The 100 Best Live Recordings - No. 98: Keith Jarrett - The Köln Concert (at 50)
Keith Jarrett - The Köln Concert (ECM, 1975)
Spontaneous Invention and Improvisation.
I suspect that Keith Jarrett and ECM Records founder Manfred Eicher didn't foresee the future popularity and influence of The Köln Concert when they recorded the performance at the Köln Opera House on Friday, January 24, 1975. The recording effectively put both men on the artistic map, with Jarrett emerging from his work with Miles Davis and Eicher, having founded ECM in 1969. Jarrett had previously released the solo studio recording, Facing You (ECM, 1972), which was recorded in Oslo, Norway during some downtime while touring with Miles Davis’ Septet — the same band, in aggregate, who recorded Miles Davis At The Fillmore (Columbia, 1970) The Cellar Door Sessions (Columbia, 2005/1970) and Live-Evil (Columbia, 1971). During the Cellar Door performances, Davis allowed Jarrett room to play four solo improvisations. Jarrett codified this approach on Facing You, making creative waves with its fresh, improvisatory nature.

============

**Problem**
Continue the piece on Keith Jarrett's The Köln Concert from where it stops.

**Supplied data**
============

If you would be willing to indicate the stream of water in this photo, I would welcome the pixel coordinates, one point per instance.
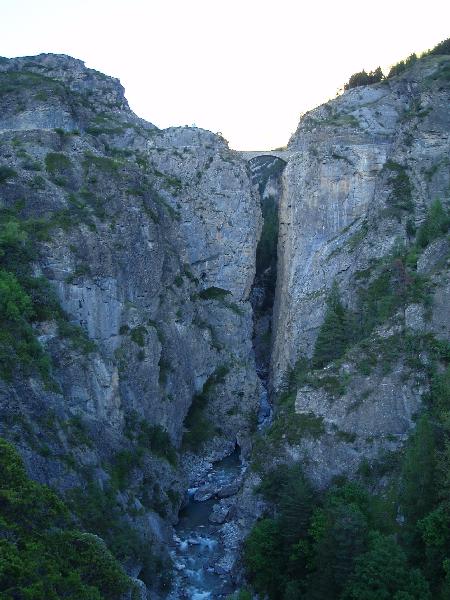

============

**Solved problem**
Jarrett prefaced The Köln Concert with his first live solo recording, Solo Concerts: Bremen/Lausanne (ECM, 1973). The pianist established his niche early in free but cogent improvisation that is engaged at a uniformly high and provoking level. Jarrett possesses a bottomless and fecund sense of rhythm and melody, spinning out new lines and themes that are old souls renewed. A lifetime of listening and playing music fills his improvisations with a gentle pathos, making them sound friendly and familiar. Jarrett proves that a simple two-chord figure provides ample harmonic underpinning for an endless stream of ideas springing from his ever fertile imagination.
The commercial release of The Köln Concert celebrates its Golden Anniversary, 30 November 1975. It was a release that told artists that extended improvisatory was not only permissible, but had value among listeners. It also, in part, helped catalyze the rise in Ambient and New Age piano that would occupy the next 30 years of recording. This was piano playing, fully realized (in the moment of creation) for immediate consumption. Jarrett presents the music for listening, considering, and just as background ambiance. And that is okay.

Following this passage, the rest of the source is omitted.